▶ [STATED PROBLEM] Can you pull out, word for word, the part of the listing below that opens with the line containing "blurred spectator in the photo above." and closes with the line containing "(1047, 163)", both of those lines included?

** start DATA FOR THIS TASK **

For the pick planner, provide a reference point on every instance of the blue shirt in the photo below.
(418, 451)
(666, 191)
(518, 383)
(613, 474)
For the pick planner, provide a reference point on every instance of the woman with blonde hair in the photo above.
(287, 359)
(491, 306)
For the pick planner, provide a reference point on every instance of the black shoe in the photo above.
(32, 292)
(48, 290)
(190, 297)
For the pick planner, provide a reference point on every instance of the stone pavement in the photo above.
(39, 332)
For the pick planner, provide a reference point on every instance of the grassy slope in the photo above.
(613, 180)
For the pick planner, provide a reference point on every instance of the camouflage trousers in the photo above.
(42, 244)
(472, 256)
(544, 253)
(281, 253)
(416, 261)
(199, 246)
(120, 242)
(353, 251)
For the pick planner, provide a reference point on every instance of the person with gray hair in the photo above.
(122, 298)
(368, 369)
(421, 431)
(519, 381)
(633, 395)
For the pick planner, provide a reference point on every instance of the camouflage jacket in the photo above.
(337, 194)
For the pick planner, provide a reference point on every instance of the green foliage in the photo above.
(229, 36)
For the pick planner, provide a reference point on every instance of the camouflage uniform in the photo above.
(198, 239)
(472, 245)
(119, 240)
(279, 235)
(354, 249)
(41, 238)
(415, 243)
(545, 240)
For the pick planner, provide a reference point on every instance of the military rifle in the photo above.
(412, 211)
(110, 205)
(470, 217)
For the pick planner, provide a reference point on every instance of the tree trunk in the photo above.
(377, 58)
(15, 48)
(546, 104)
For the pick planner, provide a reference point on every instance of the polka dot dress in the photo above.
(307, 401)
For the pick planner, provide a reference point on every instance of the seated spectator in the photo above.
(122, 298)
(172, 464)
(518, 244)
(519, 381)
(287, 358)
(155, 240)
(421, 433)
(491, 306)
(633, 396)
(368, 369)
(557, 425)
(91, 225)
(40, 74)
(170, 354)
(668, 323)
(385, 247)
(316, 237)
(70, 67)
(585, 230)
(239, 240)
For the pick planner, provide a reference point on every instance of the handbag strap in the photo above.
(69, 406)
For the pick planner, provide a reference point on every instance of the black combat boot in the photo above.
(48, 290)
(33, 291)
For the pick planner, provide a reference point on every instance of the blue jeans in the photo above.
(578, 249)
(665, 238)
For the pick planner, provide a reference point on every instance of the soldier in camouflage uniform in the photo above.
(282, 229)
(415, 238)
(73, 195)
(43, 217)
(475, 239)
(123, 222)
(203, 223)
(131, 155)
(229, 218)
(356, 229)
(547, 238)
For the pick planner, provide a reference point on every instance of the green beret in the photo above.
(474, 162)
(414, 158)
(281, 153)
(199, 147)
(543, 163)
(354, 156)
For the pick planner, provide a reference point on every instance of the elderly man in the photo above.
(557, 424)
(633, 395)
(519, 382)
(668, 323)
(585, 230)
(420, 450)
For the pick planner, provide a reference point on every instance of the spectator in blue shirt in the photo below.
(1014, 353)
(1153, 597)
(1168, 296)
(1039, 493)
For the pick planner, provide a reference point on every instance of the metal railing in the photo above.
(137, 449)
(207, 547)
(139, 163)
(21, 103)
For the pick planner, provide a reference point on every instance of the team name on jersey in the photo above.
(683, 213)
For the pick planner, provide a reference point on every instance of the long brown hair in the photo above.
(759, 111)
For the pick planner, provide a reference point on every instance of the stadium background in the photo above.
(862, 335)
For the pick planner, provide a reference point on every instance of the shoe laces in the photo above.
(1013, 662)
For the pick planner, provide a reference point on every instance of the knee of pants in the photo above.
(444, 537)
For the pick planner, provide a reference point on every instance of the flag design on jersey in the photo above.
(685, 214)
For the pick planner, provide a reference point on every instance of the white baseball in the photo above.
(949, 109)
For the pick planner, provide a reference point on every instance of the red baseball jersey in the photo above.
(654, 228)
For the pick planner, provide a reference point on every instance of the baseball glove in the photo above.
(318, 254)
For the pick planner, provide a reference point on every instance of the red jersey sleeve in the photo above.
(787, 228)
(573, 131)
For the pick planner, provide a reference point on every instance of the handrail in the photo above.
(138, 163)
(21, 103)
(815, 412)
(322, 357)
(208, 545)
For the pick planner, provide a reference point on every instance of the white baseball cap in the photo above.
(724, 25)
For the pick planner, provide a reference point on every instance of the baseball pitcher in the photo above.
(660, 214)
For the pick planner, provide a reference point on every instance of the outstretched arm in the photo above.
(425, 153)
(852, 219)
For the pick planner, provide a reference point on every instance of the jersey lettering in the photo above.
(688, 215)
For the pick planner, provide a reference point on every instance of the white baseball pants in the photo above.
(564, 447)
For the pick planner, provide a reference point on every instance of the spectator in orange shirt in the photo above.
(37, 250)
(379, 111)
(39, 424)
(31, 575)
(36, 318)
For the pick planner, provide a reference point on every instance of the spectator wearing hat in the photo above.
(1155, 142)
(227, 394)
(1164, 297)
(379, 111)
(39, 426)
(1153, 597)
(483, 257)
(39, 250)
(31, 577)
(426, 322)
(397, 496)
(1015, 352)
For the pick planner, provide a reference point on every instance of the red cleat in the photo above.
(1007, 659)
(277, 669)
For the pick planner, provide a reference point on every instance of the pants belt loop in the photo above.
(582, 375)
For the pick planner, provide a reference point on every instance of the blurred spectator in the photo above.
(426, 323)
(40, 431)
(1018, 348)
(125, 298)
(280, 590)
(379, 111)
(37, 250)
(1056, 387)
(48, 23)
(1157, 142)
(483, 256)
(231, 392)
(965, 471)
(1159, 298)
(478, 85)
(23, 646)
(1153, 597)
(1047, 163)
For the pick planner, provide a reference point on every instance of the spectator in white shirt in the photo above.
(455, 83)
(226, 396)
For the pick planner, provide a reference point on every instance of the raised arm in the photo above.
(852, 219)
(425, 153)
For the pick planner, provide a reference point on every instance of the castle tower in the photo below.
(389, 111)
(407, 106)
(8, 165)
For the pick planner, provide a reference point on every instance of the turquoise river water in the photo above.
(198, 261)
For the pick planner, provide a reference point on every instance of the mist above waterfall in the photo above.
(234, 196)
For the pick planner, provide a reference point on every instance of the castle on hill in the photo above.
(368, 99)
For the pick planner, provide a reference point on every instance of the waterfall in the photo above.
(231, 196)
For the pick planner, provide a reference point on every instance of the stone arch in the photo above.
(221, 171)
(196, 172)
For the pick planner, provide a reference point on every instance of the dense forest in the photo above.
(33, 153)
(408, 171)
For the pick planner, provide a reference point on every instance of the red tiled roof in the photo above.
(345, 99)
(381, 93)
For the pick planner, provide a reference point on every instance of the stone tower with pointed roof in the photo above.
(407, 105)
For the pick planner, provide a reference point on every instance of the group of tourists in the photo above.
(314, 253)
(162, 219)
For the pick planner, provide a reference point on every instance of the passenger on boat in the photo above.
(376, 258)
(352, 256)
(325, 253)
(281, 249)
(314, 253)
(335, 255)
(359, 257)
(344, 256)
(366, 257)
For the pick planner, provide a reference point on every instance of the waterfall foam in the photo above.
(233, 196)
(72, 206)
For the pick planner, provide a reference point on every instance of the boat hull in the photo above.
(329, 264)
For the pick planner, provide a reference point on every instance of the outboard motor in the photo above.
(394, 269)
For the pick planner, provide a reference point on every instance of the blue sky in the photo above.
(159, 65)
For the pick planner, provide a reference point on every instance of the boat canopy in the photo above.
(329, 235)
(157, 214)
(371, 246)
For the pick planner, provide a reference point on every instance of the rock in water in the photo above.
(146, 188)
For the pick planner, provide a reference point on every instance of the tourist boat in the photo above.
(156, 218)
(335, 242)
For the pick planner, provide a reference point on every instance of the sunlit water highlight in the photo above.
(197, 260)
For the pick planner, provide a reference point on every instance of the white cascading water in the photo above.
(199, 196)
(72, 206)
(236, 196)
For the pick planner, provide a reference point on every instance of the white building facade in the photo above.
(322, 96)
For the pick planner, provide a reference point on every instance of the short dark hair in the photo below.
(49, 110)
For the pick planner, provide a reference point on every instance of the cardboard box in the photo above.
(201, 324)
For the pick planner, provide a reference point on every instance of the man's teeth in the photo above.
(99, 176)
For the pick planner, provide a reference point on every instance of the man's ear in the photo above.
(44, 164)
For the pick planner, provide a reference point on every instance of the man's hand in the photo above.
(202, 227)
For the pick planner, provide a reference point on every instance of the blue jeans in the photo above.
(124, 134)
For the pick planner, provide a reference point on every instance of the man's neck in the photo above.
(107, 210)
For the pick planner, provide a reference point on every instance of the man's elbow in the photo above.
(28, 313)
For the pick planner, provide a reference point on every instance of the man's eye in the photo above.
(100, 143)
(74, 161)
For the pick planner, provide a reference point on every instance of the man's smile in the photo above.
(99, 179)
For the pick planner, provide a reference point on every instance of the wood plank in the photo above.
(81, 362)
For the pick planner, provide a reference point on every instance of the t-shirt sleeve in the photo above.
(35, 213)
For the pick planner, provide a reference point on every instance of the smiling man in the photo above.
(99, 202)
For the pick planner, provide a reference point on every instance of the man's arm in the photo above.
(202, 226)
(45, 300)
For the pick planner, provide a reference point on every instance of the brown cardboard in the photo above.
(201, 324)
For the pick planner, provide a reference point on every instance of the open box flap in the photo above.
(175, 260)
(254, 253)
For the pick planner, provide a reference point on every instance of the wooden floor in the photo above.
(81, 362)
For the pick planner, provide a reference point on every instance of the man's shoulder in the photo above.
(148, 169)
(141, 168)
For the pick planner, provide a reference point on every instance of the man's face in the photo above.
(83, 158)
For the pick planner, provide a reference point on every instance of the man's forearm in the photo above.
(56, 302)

** end DATA FOR THIS TASK **

▶ [ANSWER TO THIS PROBLEM]
For the pick planner, provide a reference point on every instance of the blurred spectator in the photo above.
(426, 323)
(40, 431)
(1018, 348)
(125, 298)
(280, 590)
(379, 111)
(37, 250)
(1056, 387)
(48, 23)
(1157, 142)
(483, 256)
(231, 392)
(965, 471)
(1159, 298)
(478, 85)
(23, 646)
(1153, 597)
(1047, 163)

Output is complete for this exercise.